GIVEN TEXT:
I’m often faced with expressions of surprise and confusion, when I share that I’m a vegetarian. It’s usually immediately followed by questions and comments.

“What do you possibly eat?”
“Isn’t it so hard?”
“Why would you want to do that to yourself?”
“God intended for us to eat meat.”
“But you eat chicken, right?”

Gunn with her dog, Mikito. Photo courtesy Tina Gunn.

I don’t have an agenda to force the greater population to live, eat and think the way I do. However, in the midst of what I think are defensive comments from a flesh-eater, I do find individuals that are honestly curious about my way of life. For those with a genuine interest, I offer the following explanation.

I would never feast on my two dogs so how could I eat any other creature that has a soul, or cute eyelashes to bat? Now, I’m sure some of you are already up in arms. How can I compare eating a pork chop to that of eating a family pet? Because, my pretties, NOT eating a dog is simply an American cultural norm. My own motherland of Korea still participates in eating varieties of dog. On the other hand, there are regions of Asia that honor and respect the cow. The bottom line for me is that I live my life by example. All animals are equal to me. I would no sooner eat a pig than I would eat a dog.

Because I have a strong conviction for the humane treatment of animals, being a vegetarian is not a difficult choice for me. It all started when my Shitz-shu Poodle, Mikito, entered my life seven years ago. My connection went from admiring a cute puppy from afar to truly bonding with one of nature’s most loyal creatures.

SUPPLIED MATERIAL:

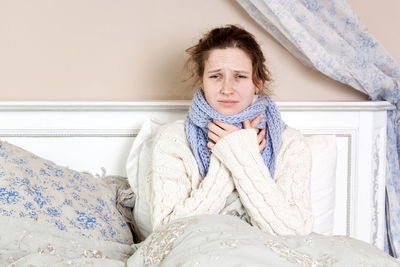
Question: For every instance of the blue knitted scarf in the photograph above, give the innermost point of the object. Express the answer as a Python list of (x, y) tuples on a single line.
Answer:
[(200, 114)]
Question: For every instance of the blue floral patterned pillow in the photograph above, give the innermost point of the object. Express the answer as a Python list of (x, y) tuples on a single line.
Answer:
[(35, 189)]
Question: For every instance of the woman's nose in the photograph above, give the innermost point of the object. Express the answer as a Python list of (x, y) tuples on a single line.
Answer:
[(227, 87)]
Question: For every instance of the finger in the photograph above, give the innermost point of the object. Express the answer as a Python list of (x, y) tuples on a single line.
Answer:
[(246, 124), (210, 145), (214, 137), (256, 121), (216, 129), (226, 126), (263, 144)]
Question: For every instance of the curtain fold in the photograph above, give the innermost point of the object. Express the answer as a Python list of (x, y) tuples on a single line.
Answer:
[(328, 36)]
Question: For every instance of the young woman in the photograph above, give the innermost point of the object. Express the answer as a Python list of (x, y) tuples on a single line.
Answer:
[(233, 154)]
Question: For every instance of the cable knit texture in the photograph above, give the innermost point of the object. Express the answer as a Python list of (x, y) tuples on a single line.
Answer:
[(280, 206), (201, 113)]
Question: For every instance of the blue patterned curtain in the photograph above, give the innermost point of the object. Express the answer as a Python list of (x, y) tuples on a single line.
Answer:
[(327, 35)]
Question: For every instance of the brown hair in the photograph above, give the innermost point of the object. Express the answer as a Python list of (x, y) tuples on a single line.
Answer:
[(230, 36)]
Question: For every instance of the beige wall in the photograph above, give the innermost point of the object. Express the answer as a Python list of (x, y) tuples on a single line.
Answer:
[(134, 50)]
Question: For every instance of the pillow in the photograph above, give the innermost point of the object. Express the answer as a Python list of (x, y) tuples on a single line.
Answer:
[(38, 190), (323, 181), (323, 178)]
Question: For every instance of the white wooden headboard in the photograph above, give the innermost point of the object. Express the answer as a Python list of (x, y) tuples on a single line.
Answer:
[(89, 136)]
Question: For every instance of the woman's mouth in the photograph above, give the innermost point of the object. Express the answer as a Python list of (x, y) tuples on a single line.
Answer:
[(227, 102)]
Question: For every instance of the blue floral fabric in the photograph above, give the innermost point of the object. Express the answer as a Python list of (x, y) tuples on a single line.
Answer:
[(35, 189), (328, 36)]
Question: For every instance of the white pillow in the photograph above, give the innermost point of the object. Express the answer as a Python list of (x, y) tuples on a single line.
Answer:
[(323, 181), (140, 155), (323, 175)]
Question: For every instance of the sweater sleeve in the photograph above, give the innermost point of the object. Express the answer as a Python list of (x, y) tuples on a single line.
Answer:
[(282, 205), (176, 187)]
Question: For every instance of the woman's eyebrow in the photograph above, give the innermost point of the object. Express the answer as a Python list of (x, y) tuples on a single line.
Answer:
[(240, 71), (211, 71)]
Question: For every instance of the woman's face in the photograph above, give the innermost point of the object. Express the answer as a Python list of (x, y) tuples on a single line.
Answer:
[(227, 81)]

--

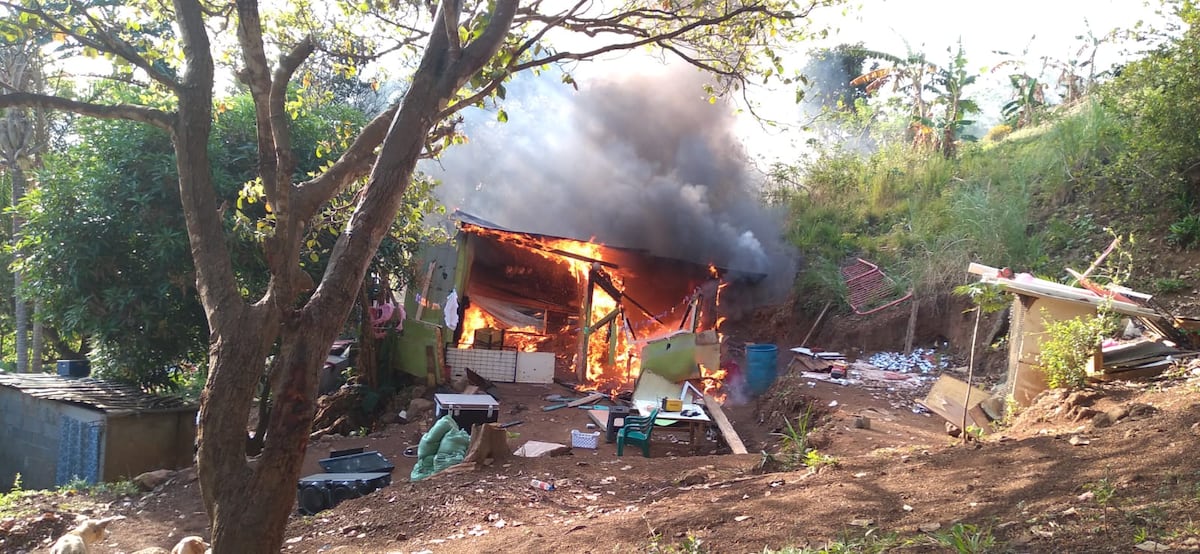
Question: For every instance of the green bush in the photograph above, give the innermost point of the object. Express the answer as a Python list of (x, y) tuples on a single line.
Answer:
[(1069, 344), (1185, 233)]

TASKS TO PERFORM:
1. From the vegetarian essay, copy the passage that begins at the words "I’m often faced" and stops after the words "courtesy Tina Gunn.".
2. According to the vegetarian essay, how long ago did Mikito enter the writer's life?
3. Write the next part of the essay about being a vegetarian, picking up after its final sentence.

RESPONSES TO THE TASKS:
1.
I’m often faced with expressions of surprise and confusion, when I share that I’m a vegetarian. It’s usually immediately followed by questions and comments.

“What do you possibly eat?”
“Isn’t it so hard?”
“Why would you want to do that to yourself?”
“God intended for us to eat meat.”
“But you eat chicken, right?”

Gunn with her dog, Mikito. Photo courtesy Tina Gunn.

2. Seven years ago.

3.
At this time I was introduced to a video from PETA (People for the Ethical Treatment of Animals) called “Meet Your Meat”. It was disturbing, to say the least. I don’t typically cry from sappy romances or tragic dramas, but this short video demonstrating what goes on behind the walls of factory farming and slaughterhouses struck such an emotional cord within me. I was a fountain of tears. I viewed animals through renewed eyes and could no longer feed on their flesh. Four years later, my Dachshund, Woody, joins our family, completely reaffirming my conviction for animal rights. It is my belief that all animals deserve the right to live a life free of exploitation and suffering.

Farm animals have the same capacity to feel pain, loneliness and fear, as do domesticated pets. They also have the same capacity to feel love and joy. I understand that this is a difficult concept for most human beings to grasp. Most people are able to convince themselves that one animal is good for eating while the other is good for playing fetch with. This is a distinction that I personally cannot live with.

In addition, most people do not want to know the suffering that is involved in a cow, chicken or pig’s life as they consume that bacon cheeseburger or tray of chicken nuggets. The majority of meat-eaters do not raise their own free-range farm animals for consumption, nor hunt for their wild game. Mass-produced meat comes from factory farming that is deteriorating the health of the population of people and of the environment.

Factory-farmed animals are genetically mutated and full of toxins, causing great pain and inhumane conditions for the animals, as well as poisoning the consumer. Factory farms pollute the community in which they reside, from the water to the air, and deplete our precious land and resources. Please do not be fooled into thinking you are not contributing to the corruption if you are not a fast food eater, because the meat you are purchasing at most chain grocery stores and consuming at sit-down restaurants are from the same source of meat you find in your favorite fast food chain.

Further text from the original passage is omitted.